■ WHAT IS REQUIRED ■
Within the records, which lines hold the string "then"? Report each one by copying it.

■ GIVEN INFORMATION ■
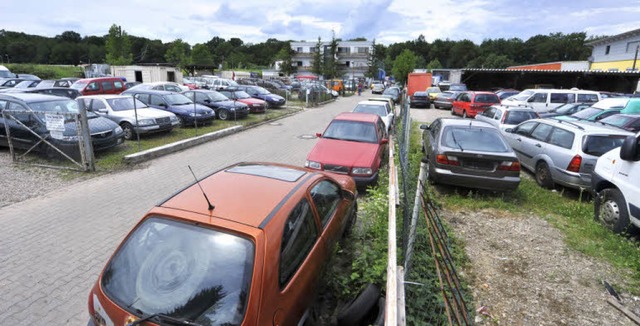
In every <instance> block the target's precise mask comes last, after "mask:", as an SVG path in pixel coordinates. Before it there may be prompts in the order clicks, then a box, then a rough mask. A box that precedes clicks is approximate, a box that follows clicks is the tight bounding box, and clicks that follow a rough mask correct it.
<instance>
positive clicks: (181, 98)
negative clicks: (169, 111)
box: [164, 94, 193, 105]
mask: <svg viewBox="0 0 640 326" xmlns="http://www.w3.org/2000/svg"><path fill="white" fill-rule="evenodd" d="M164 98H165V100H167V103H169V105H187V104H193V102H192V101H191V100H190V99H189V98H188V97H186V96H184V95H182V94H168V95H165V96H164Z"/></svg>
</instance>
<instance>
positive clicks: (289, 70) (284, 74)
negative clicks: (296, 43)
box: [276, 42, 298, 76]
mask: <svg viewBox="0 0 640 326" xmlns="http://www.w3.org/2000/svg"><path fill="white" fill-rule="evenodd" d="M286 43H287V46H283V47H282V49H280V51H279V52H278V54H277V55H276V58H277V59H279V60H282V64H281V65H280V72H281V73H282V74H284V75H285V76H289V75H292V74H293V73H295V72H296V71H297V70H298V67H297V66H294V64H293V56H294V54H295V51H293V49H292V48H291V43H290V42H286Z"/></svg>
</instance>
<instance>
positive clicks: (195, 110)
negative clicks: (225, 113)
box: [122, 89, 216, 126]
mask: <svg viewBox="0 0 640 326" xmlns="http://www.w3.org/2000/svg"><path fill="white" fill-rule="evenodd" d="M122 94H123V95H133V96H135V97H136V98H137V99H138V100H140V101H141V102H142V103H144V104H146V105H148V106H150V107H152V108H155V109H160V110H165V111H169V112H171V113H173V114H175V115H176V116H177V117H178V119H179V120H180V124H181V125H182V126H192V125H195V124H196V122H197V123H198V124H199V125H202V124H207V123H211V122H213V120H214V119H215V116H216V115H215V112H214V111H213V110H212V109H210V108H208V107H206V106H204V105H200V104H197V103H193V101H191V99H189V98H188V97H186V96H184V95H183V94H180V93H174V92H167V91H155V90H137V89H130V90H126V91H124V92H122Z"/></svg>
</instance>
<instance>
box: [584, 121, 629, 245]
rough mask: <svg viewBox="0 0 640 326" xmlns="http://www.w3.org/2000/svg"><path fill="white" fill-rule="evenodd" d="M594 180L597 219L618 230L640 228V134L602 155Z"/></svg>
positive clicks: (621, 230)
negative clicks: (632, 225) (595, 194)
mask: <svg viewBox="0 0 640 326" xmlns="http://www.w3.org/2000/svg"><path fill="white" fill-rule="evenodd" d="M591 180H592V188H593V191H594V192H595V194H596V196H595V198H596V199H595V200H594V206H595V207H594V211H595V218H596V220H600V221H601V222H602V224H604V225H605V226H606V227H608V228H609V229H610V230H612V231H613V232H615V233H621V232H624V231H626V230H627V228H628V227H629V226H630V225H631V224H633V225H635V226H636V227H640V185H638V180H640V133H637V134H636V135H634V136H629V137H627V138H626V139H625V140H624V142H623V143H622V146H620V147H618V148H615V149H613V150H611V151H609V152H607V153H605V154H603V155H602V156H600V158H598V161H597V163H596V166H595V168H594V170H593V176H592V178H591Z"/></svg>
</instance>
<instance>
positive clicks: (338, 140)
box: [305, 112, 389, 187]
mask: <svg viewBox="0 0 640 326" xmlns="http://www.w3.org/2000/svg"><path fill="white" fill-rule="evenodd" d="M386 130H387V129H386V128H385V125H384V122H382V119H380V117H379V116H378V115H377V114H372V113H355V112H345V113H341V114H339V115H338V116H337V117H335V118H334V119H333V121H331V123H330V124H329V126H328V127H327V129H326V130H325V131H324V133H322V134H317V136H318V137H320V140H319V141H318V143H316V146H315V147H313V149H312V150H311V153H309V155H308V156H307V161H306V162H305V166H306V167H308V168H312V169H317V170H325V171H330V172H334V173H339V174H347V175H350V176H351V177H353V179H354V180H355V181H356V185H358V186H359V187H365V186H367V185H370V184H374V183H376V182H377V180H378V170H379V169H380V166H381V165H382V159H383V157H384V153H385V151H386V144H387V143H388V142H389V140H388V138H387V133H386Z"/></svg>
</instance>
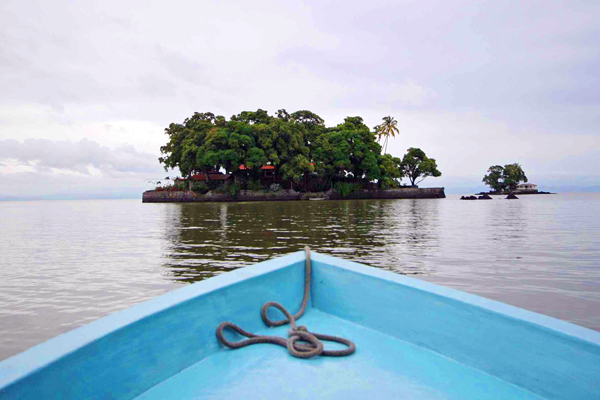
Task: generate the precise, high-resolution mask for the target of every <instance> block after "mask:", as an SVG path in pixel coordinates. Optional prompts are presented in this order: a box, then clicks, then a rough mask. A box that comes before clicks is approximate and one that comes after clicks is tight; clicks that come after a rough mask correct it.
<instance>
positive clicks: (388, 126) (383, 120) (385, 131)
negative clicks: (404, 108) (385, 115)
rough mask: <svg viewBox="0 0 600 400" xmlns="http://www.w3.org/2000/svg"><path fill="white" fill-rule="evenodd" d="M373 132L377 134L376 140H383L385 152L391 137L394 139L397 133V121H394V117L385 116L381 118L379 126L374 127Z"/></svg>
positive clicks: (398, 131) (395, 120) (380, 141)
mask: <svg viewBox="0 0 600 400" xmlns="http://www.w3.org/2000/svg"><path fill="white" fill-rule="evenodd" d="M375 132H376V133H377V140H378V141H379V142H381V139H382V138H385V139H384V141H383V152H384V153H385V152H387V145H388V142H389V140H390V136H391V137H396V134H397V133H398V132H399V131H398V121H396V120H395V119H394V117H391V116H387V117H383V122H382V123H381V124H380V125H377V126H376V127H375Z"/></svg>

■ ANSWER TO THIS EXERCISE ■
In every <instance> block the target's precise mask comes last, after "mask:", as an SVG path in pixel coordinates. Before it there may be prompts in the order clicks, then a box, then a rough mask. A box that precedes clicks is approximate, a box that follows clicks is the tight bounding box, and clicks that follow a rough mask correct it.
Task: generate the precise, high-resolution mask for the target of every <instance> block after "mask:", as an SVG path in pixel coordinates. Optional prompts are presented in this order: a box, then clicks, then a rough mask. A box that comes before clicks is approximate and one that comes after clicks is tight; clicks that come after a rough mask correct it.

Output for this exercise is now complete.